Work to complete: Reproduce the lines below word for word, beginning with the line containing "For this exercise we mark the person" and continuing through the last line of the entries.

Excerpt from a dataset
• • •

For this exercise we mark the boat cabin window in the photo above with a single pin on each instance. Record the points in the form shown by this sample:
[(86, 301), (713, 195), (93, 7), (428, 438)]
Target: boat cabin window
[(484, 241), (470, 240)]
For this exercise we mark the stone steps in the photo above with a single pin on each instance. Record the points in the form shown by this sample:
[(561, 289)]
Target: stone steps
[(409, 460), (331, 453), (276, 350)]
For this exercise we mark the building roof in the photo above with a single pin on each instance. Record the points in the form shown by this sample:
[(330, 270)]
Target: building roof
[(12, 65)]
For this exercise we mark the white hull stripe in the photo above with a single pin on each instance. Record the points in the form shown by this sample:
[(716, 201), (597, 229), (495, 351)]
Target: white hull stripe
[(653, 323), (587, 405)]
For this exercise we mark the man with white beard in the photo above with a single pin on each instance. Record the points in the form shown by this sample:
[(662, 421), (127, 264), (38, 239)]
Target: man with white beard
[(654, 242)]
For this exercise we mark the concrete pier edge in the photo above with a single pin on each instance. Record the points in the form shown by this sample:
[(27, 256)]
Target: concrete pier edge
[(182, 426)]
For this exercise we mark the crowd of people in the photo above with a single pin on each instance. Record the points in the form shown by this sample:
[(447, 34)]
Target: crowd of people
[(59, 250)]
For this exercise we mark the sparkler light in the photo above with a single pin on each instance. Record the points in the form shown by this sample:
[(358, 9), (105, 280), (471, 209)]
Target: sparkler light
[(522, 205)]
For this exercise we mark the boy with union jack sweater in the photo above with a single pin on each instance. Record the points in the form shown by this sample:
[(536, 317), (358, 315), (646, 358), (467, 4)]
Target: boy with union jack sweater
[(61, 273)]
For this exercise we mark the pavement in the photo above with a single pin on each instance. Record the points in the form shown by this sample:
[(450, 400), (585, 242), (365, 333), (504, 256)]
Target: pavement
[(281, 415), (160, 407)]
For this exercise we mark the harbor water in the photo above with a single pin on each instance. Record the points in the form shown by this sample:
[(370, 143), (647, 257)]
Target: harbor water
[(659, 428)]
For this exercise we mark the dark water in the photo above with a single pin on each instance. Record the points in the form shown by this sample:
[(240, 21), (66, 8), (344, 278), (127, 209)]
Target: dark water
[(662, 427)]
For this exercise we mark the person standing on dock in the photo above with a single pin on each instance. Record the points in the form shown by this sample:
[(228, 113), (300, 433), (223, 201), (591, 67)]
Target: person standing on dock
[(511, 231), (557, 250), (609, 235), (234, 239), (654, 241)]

• • •

Complete output:
For this exercise we mark the person standing on dock in the photo above with a single pin on each instance. Record the points in the form shown by this sample:
[(228, 113), (300, 433), (223, 201), (591, 67)]
Target: person standing on dock
[(511, 231), (557, 250), (609, 235), (234, 239), (654, 241)]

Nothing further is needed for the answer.